* Verilen Metin *
──────────────────────────────

Ayetlerden anlaşılacağı üzere her iki ayette de Allah'tan başkasına secde edilmesi söz konusudur.

Vahidi, Bakara Suresi'nin 34. ayetinin tefsirinde "Ona hürmet ve selamlama için secde edin dedik. Buradaki secdeden kastı alnı yere koymak şeklinde olmayıp, tevazudan dolayı önünde eğilmektir" (El-Veciz fi Tefsiri Kitabil Aziz, 1/11.) derken Yusuf Suresi ayetinin tefsirinde ise "Bu eğilmek suretiyle gerçekleşen selamlama secdesidir" (El-Veciz fi Tefsiri Kitabil Aziz, 1/375.) demiştir.

İbn-i Kesir, bu ayetin tefsirinde Katade'nin "İtaat Allah'adır. Secde ile Allah Âdem’i şereflendirmiş, melekleri ona secde ettirmiştir" (İbn-i Kesir, Tefsiri) dediğini rivayet etmiştir.

──────────────────────────────

* Verilen Malzeme *
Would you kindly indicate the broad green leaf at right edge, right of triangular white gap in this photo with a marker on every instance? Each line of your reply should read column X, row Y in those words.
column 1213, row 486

──────────────────────────────

* Yapılacak İşler *
a. Secde konulu metinde "Vahidi, Bakara Suresi'nin" sözlerinden başlayıp "Aziz, 1/375.) demiştir." sözleri de dahil olmak üzere o kısmı harfi harfine aynen yazın.
b. Secde konulu metinde sözü aktarılan ya da bir sözü rivayet eden kişilerin hepsini sıralayın.
Yalnızca metindeki bilgilere dayanın.

* Görev Cevapları *
a.
Vahidi, Bakara Suresi'nin 34. ayetinin tefsirinde "Ona hürmet ve selamlama için secde edin dedik. Buradaki secdeden kastı alnı yere koymak şeklinde olmayıp, tevazudan dolayı önünde eğilmektir" (El-Veciz fi Tefsiri Kitabil Aziz, 1/11.) derken Yusuf Suresi ayetinin tefsirinde ise "Bu eğilmek suretiyle gerçekleşen selamlama secdesidir" (El-Veciz fi Tefsiri Kitabil Aziz, 1/375.) demiştir.

b.
Vahidi
Katade
İbn-i Kesir